■ **RAW DATA**:
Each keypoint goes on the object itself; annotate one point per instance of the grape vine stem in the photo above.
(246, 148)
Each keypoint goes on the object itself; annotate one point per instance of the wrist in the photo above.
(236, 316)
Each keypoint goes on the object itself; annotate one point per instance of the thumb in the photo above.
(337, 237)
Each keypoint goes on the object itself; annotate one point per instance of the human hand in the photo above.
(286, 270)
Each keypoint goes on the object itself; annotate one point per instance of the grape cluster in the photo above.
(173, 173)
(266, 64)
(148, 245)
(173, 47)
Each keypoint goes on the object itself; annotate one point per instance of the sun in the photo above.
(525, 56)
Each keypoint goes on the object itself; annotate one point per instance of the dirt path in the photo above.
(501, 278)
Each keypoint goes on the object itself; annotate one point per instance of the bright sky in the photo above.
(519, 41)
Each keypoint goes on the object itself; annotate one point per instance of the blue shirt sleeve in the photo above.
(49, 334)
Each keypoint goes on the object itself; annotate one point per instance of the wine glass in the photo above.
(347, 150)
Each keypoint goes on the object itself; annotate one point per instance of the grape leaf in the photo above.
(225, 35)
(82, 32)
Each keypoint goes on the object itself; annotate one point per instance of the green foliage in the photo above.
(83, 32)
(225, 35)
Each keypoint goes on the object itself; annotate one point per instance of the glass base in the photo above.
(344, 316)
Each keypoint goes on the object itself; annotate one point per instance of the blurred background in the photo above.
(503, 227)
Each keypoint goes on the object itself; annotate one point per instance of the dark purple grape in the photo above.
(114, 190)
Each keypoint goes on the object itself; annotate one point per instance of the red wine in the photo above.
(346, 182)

--

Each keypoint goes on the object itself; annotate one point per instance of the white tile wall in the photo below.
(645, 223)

--

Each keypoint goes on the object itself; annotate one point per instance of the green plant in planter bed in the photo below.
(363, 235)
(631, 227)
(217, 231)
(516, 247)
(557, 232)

■ **AIM OF THE TASK**: Count the lines in the records that contain the string "wine" and give only the number.

■ **RESULT OF THE TASK**: 2